▸ **Source document**:
What if what you reject holds exactly what you need?
Fish: taboo for centuries. Coffee: forced with whips.
In 1942, famine struck. People starved beside a lake full of fish. Colonial whips still cracked on backs for coffee they'd never drink.
One chief defied both. Refused to let his people be whipped. Roasted a fish instead.
Two rejections broken. One night.
Fish? Embraced. The lake became food.
Coffee? Still rejected. Even after independence. Even when it became profitable.
Then came the Starbucks revolution. Coffee got trendy in Kigali. Status. Belonging. The middle class sipped it in cafés.
But the farmers? Still not drinking it. It wasn't theirs.
Until tourists showed up at their farms. Farmers walked them through the process. Pick. Pulp. Roast. Grind.
And at the end, they tasted it. Their own coffee. For the first time. Because curiosity is contagious.
You're invited to both stories. Night fishing where belief broke. Coffee tours where farmers reclaim what pain took.

▸ **Work instructions**:
1 > Repeat the passage about fish and coffee word for word, starting at "Fish: taboo for" and ending at "a fish instead.".
2 > According to the passage about fish and coffee, in what year did famine strike?
The listing comes from a source other than the passage about fish and coffee.

▸ **Data provided**:
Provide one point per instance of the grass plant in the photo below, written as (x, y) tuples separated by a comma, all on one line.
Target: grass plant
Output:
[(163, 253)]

▸ **Results**:
1 >
Fish: taboo for centuries. Coffee: forced with whips.
In 1942, famine struck. People starved beside a lake full of fish. Colonial whips still cracked on backs for coffee they'd never drink.
One chief defied both. Refused to let his people be whipped. Roasted a fish instead.

2 > 1942